_SELECTED EXTRACT_.
━━━━

Dr. Jeff Volek, a registered dietitian, agreed. By drastically reducing carbs and replacing them with unprocessed fats, you can enjoy stable blood sugar and prevent degenerative illnesses like heart disease, type 2 diabetes, Alzheimer’s and cancer, said Volek, a professor at Ohio State University.
“Carbohydrate restriction is the proverbial ‘silver bullet’ for managing insulin resistance, metabolic syndrome, and type 2 diabetes,” said Volek, author of The Art and Science of Low-Carbohydrate Living.
Because dietary fat has a negligible impact on insulin, it doesn’t produce surges in blood glucose and blood insulin the way carbs does, said Volek. Reducing blood sugar spikes is critical for diabetics (and indeed, for everyone).
A nine-year-0ld boy with type 1 diabetes recently weaned himself off insulin after following a ketogenic Paleo diet for 6 days. The boy decided to try a keto-Paleo diet after insulin therapy proved ineffective.
The boy has now been on the ketogenic Paleo diet for 19 months, and has not needed insulin or other drugs, according to researchers at the University of Pécs in Hungary. Moreover, his eczema and bloated stomach disappeared, and he no longer gets upper respiratory tract infections.
Similarly, a woman named Elaine Cantin used the ketogenic diet to treat her son’s type I diabetes and her own aggressive breast cancer. She detailed her findings in her book, The Cantin Ketogenic Diet For Cancer, Type 1 & 2 Diabetes.
The health benefits of low-carb, high-fat diets extend beyond diabetes management.
Clinical trials show these diets reduce the risk of heart disease, accelerate weight loss, slows cellular aging, and can prevent Alzheimer’s disease and cancer by dramatically reducing pro-inflammatory blood sugar spikes.
LCHF diets like the ketogenic plan have also been shown to manage advanced metastatic cancer. “The ketogenic diet shows promise as a way to manage some cancers,” said study co-author Dr. Fine.
Fine, a professor at the Albert Einstein College of Medicine in New York, echoed the sentiments of renowned cancer scientist Dr. Thomas Seyfried, whose decades of research suggest a ketogenic diet beats chemotherapy for almost all cancers.
“The ketogenic diet is a single metabolic approach to a multitude of different diseases,” said Dr. Seyfried, author of Cancer as a Metabolic Disease.

━━━━

_Stored records_.
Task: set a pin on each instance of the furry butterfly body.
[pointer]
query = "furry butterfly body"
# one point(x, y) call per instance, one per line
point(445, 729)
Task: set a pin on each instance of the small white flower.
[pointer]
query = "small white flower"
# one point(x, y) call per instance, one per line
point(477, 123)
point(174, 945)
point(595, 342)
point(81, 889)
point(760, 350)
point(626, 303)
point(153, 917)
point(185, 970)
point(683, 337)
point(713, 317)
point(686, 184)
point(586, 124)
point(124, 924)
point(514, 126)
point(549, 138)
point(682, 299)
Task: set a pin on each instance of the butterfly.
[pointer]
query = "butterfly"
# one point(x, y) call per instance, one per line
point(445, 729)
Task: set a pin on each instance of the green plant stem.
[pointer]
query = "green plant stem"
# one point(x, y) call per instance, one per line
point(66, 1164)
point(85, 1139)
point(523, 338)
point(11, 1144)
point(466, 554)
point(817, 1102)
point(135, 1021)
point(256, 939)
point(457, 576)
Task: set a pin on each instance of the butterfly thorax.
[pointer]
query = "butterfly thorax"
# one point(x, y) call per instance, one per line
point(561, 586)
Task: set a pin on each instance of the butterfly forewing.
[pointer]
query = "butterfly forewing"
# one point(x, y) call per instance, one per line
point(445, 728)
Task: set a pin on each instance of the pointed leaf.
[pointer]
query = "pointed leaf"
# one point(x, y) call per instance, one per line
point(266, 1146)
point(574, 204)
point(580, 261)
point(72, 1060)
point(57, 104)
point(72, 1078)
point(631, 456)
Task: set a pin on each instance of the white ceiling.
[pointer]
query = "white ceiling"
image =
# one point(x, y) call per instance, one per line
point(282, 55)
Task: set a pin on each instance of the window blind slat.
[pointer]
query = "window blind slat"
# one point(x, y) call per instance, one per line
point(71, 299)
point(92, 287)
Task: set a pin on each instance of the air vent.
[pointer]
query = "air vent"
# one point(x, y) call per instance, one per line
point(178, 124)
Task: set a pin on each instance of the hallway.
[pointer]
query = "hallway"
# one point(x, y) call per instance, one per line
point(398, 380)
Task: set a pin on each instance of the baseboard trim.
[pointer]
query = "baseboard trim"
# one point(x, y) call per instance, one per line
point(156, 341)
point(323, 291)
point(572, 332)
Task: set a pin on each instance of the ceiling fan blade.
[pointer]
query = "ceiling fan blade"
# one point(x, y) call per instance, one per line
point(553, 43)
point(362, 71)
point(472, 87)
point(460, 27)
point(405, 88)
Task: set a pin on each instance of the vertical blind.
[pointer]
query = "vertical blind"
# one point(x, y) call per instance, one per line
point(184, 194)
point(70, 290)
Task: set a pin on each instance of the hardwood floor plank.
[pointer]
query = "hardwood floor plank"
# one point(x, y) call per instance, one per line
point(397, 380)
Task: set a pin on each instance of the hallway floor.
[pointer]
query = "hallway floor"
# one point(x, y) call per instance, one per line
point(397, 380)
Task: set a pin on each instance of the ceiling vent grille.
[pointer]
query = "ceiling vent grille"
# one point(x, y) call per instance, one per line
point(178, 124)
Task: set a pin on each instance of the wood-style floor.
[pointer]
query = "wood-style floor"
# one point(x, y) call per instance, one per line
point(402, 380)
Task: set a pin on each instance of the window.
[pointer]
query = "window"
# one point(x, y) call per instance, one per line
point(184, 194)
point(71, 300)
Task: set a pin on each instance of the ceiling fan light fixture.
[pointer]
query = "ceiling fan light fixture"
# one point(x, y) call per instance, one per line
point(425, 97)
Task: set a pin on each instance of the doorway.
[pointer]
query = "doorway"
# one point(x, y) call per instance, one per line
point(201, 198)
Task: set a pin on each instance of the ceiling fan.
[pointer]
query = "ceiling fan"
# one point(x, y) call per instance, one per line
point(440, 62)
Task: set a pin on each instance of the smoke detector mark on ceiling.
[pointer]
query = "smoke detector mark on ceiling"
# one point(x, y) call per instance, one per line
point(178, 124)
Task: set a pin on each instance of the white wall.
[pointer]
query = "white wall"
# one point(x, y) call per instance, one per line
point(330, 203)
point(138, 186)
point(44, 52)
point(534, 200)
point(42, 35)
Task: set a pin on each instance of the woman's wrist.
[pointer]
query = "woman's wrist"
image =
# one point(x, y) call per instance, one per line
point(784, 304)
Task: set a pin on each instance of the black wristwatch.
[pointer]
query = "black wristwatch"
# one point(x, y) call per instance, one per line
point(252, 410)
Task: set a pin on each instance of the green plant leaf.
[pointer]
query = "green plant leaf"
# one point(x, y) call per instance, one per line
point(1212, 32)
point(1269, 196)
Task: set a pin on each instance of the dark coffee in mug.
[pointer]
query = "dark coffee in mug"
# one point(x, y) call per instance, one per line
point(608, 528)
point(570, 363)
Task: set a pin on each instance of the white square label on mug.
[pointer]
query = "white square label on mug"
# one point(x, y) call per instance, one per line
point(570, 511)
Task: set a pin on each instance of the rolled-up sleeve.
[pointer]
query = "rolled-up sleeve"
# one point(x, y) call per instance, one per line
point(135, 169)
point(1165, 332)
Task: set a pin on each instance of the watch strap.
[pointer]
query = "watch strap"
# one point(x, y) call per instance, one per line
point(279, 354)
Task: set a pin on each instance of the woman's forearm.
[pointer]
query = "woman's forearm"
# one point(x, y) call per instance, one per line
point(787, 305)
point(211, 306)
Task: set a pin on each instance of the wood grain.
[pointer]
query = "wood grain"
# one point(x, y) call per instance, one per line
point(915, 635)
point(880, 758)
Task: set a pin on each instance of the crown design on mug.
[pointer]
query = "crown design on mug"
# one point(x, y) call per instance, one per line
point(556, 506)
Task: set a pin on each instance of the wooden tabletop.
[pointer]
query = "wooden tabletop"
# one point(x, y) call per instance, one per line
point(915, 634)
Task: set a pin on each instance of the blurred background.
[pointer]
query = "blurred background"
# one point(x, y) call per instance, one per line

━━━━

_ASSIGNMENT 1_.
Name every book title mentioned in the passage on low-carb diets.
_ASSIGNMENT 2_.
According to the passage on low-carb diets, at which institution is Dr. Fine a professor?
_ASSIGNMENT 3_.
Pick up the passage on low-carb diets right after its final sentence and keep writing.
These records were taken from a different source than the text.

_EXERCISE ANSWER 1_.
The Art and Science of Low-Carbohydrate Living; The Cantin Ketogenic Diet For Cancer, Type 1 & 2 Diabetes; Cancer as a Metabolic Disease

_EXERCISE ANSWER 2_.
The Albert Einstein College of Medicine in New York.

_EXERCISE ANSWER 3_.
A recent study published in Epilepsy Today confirmed the efficacy of the ketogenic diet for preventing and reducing epilepsy-induced seizures among children.
Dr. David Ludwig, a physician and nutrition professor at the Harvard School of Public Health, said low-fat diets that emphasize calorie quantity over calorie quality have proven a dismal failure for long-term weight loss.
“Low-carb diets outperform a low-fat diet every time, and that wouldn’t be true if calories were the only measure that mattered,” said Ludwig, author of Always Hungry?
Ludwig joins a growing number of medical experts who are dispelling the myth that eating fat makes you fat and calorie restriction is best for weight loss. The way to lose weight is to prevent insulin spikes, which the LCHF Atkins and ketogenic diets do, they say.
“Insulin is the granddaddy of anabolic hormones,” said Dr. Ludwig.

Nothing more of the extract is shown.